-- start of PROVIDED MATERIAL --

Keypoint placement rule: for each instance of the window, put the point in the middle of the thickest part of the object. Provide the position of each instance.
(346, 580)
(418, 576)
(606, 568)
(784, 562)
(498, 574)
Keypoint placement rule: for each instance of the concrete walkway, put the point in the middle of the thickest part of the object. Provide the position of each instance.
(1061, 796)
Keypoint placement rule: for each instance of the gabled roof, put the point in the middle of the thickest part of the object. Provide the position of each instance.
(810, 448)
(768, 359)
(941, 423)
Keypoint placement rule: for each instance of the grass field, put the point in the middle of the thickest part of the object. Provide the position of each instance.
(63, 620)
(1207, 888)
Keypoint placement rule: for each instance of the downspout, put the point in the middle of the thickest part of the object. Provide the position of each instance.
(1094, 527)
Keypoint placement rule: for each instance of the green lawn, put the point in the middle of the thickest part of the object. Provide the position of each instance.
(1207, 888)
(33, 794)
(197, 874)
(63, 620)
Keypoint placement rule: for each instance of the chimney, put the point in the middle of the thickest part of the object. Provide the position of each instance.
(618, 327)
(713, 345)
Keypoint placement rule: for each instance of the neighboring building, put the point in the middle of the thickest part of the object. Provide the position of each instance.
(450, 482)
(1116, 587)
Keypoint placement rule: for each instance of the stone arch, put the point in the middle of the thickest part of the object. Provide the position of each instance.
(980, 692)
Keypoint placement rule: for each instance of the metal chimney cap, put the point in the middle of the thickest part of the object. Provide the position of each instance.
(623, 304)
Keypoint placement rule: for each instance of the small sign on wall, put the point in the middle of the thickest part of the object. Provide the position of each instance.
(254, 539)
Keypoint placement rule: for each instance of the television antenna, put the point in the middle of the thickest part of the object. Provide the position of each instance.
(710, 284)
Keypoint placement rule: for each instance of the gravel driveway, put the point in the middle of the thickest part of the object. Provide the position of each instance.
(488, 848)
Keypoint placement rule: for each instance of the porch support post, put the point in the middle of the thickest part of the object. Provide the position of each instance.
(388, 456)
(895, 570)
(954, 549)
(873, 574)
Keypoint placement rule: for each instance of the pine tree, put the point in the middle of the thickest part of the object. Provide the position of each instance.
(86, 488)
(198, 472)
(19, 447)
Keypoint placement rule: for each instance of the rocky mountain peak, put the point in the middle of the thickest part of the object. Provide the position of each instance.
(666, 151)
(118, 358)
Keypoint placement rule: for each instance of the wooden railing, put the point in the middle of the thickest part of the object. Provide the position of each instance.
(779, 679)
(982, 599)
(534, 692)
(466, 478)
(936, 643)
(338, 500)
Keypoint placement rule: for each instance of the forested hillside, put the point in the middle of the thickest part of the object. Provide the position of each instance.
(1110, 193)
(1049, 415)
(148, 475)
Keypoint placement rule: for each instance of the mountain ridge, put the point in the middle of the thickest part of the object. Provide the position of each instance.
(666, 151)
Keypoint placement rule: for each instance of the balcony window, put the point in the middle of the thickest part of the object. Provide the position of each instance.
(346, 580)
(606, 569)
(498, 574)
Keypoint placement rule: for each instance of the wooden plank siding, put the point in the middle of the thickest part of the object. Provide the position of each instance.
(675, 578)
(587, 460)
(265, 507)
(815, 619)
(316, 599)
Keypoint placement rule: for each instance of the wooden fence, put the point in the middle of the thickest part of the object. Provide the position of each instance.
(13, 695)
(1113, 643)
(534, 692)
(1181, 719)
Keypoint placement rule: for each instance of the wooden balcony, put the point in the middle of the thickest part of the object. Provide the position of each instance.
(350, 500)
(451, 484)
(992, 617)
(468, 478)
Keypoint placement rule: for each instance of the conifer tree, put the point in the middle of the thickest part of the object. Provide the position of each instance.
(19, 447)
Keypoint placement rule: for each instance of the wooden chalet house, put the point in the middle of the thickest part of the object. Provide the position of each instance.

-- end of PROVIDED MATERIAL --

Please copy all of the lines above word for word, keeping them in the same order.

Keypoint placement rule: for each instance of the window, put the point in the middle of the thickest part of the object. Provide the position of each instance.
(346, 580)
(418, 576)
(606, 568)
(784, 562)
(498, 574)
Keypoint placement rule: for each instance of the concrete walkway, put the point in the middle of the thickest part of the object. Provide the position of each instance.
(1061, 796)
Keypoint placement rule: for each instance of the gabled roof, put the point in the middle of the thickest part of the object. Provide the position of each instance.
(810, 448)
(768, 359)
(941, 423)
Keypoint placement rule: for each instance of the grass field, put the point in the middle of the thickest part of the object. Provide the position of each instance.
(63, 620)
(1207, 888)
Keypoint placement rule: for each instance of the downspout, put the point in the middle of the thickest part of the object. Provide the position of each instance.
(1094, 527)
Keypoint placement rule: for each instance of the green lawn, put the point in the middle of the thickest part of the object. Provide the position of each instance.
(1207, 888)
(33, 794)
(197, 874)
(63, 620)
Keypoint placement rule: for each instance of the chimney, put the point in the middle of the thickest part of the object. Provide the position of each instance.
(618, 327)
(713, 345)
Keypoint placement rule: for each instance of the neighboring building, put the point in the middle of the thickest part of the object. Provide the position of each instance.
(450, 482)
(1116, 587)
Keypoint placement rule: for each instance of the stone arch, put the point in the middle of the thickest part of the object. Provide the position of each instance.
(980, 692)
Keypoint placement rule: for each instance of the metal chimney cap, put the point in the middle of the thickest part of the object. Provide the position of each instance.
(623, 304)
Keypoint placement rule: for each instance of the small sign on wall, put the point in the middle of the thickest part of the object. Provide the position of each instance.
(254, 539)
Keypoint placement rule: for each instance of the television antenna, put the point in the middle of the thickest part of the object. Provide the position of each instance.
(710, 284)
Keypoint placement rule: for each instance of the gravel driveway, put the point in the middle of the thickest part of the object. Provide the position of each instance.
(488, 848)
Keypoint placement rule: for each instance of the porch support post, put the point in the middle of the thickest part of the object. Provide the position of each instance.
(388, 456)
(895, 570)
(954, 549)
(873, 574)
Keypoint placement rule: for each instance of the pine tree, put the point in the middle of the thickest part of the object. Provide the position of each instance.
(86, 488)
(198, 472)
(19, 447)
Keypoint placement rule: for each instance of the rocky mountain peak, put the point in the middle of the thickest part of the object. Provide the position of each instance.
(666, 151)
(118, 358)
Keypoint placement rule: for each instance of the wooden railing, put the point in the middle of the thickest part of the object. Provide the position of each instance.
(779, 679)
(982, 599)
(534, 692)
(466, 478)
(936, 643)
(338, 500)
Keypoint placement rule: for each instance of the forested hillside, put the point in the middle of the thickest part of the object. Provide the position of each instance.
(1110, 193)
(1049, 415)
(148, 475)
Keypoint placement rule: for each instance of the mountain ridge, put the point in the middle of the thickest part of the object. Provide the position of each instance.
(666, 151)
Keypoint placement rule: for each instance of the balcony window, put the point in the middle of the thickest part of the object. Provide the position of each instance.
(346, 580)
(606, 569)
(498, 574)
Keypoint placement rule: for each instance of the wooden plank siding, put the point in the middle of the thickest part of the object. Provide the position of each instance.
(675, 578)
(587, 460)
(265, 507)
(815, 619)
(316, 599)
Keypoint placement rule: for each instance of the wooden fence, put the point in the middle of the thickest part of the object. Provide the position of each instance.
(13, 695)
(1113, 643)
(534, 692)
(1181, 719)
Keypoint placement rule: for each instance of the wooden balcony, put the point in the middle of the thickest part of the object. Provide the position of each instance.
(350, 500)
(451, 484)
(992, 617)
(468, 478)
Keypoint placement rule: for each instance of the conifer tree, put the point in the middle of the thickest part of the object. Provide the position of each instance.
(19, 447)
Keypoint placement rule: for each instance of the wooden chalet house, put the point in the middle of the thickest part of the object. Provide the position of each instance.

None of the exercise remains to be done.